**Instructions to follow**
Rewrite the records below, swapping each occurrence of "one dot per instance" for "one point per instance" and keeping every other character as it is.

Records from a data source:
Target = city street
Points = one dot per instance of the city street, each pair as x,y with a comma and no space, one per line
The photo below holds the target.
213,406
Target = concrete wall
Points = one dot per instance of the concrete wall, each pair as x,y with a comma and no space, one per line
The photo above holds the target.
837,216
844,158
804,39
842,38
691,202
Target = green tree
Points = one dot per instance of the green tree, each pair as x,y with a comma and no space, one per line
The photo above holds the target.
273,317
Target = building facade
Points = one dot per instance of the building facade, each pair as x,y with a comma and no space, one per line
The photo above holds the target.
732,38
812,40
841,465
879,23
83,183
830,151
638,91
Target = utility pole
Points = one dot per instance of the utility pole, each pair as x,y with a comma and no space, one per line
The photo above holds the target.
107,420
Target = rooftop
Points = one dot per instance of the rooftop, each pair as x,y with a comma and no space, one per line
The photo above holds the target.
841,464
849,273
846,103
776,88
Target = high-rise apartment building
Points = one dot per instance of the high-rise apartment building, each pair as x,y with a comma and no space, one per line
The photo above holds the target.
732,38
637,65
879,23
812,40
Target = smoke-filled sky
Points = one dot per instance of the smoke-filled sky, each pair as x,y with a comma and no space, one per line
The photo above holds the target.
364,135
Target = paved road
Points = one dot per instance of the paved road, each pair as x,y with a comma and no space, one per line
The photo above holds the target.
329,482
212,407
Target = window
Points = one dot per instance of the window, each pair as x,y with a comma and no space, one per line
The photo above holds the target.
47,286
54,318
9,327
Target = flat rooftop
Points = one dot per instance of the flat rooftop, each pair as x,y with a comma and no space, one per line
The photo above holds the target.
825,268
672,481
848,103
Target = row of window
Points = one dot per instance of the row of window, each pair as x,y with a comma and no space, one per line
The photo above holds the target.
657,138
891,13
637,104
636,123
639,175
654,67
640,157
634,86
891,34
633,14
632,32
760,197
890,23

**Response**
Target = city street
Points = one point per instance of the city street, each pair as x,y with a comma and no space, one per line
The photo below holds the target.
213,406
Target = concrete wall
Points = one point per instance of the concrete wall, each pair as x,y with a comma and no space, one per line
The photo above holds the target.
837,216
844,158
804,39
842,38
691,202
Target = green tree
Points = one point per instance of the green tree, each pair as x,y with a comma and no space, one per line
The photo above holds the target.
273,317
Target = building facade
Points = one point per instance of the building facade, each pair as x,y with a comma and no space, one per line
The photo above holds the target.
732,38
812,40
841,465
879,23
83,183
830,151
638,91
Target = utility pole
Points = one point per instance of the utility pole, each pair as x,y with a comma and no space, one per line
The photo above holds the target.
107,420
Target = rooftop
Points = one point per instance of the rooftop, each pair as x,y with a comma and no space, one per line
The photo above holds the target.
841,464
849,273
846,103
776,88
Target = high-rise apartment building
Points = one point per instance of the high-rise apartment building, each pair as x,y with a comma and no space, one per line
The photo above holds the target.
732,38
637,65
879,23
812,40
Target = smoke-filled sky
Points = one point per instance of the smoke-filled sky, each pair as x,y with a comma and no space, one per line
The photo above holds the target.
364,135
Target = paved road
Points = one point per instance of the paved road, each pair as x,y with a comma and no space, one per line
The photo above holds the target.
329,482
212,407
Target = window
Points = one point per instance of the window, each pair as x,y with a comma and no space, one per line
The photo above holds the target.
47,286
54,318
9,327
Target = flat rooftop
Points = one point per instance of the flat rooftop, each pair as x,y with a comma and no space, one per line
The photo above holds the target.
825,268
672,481
848,103
Target = row of window
Points = one point per instance of the row of window, each pair as x,y with a comma and no space, one per line
The photo above holds the target.
657,138
891,13
637,104
636,123
639,175
654,67
640,157
634,86
891,34
633,14
632,32
760,197
890,23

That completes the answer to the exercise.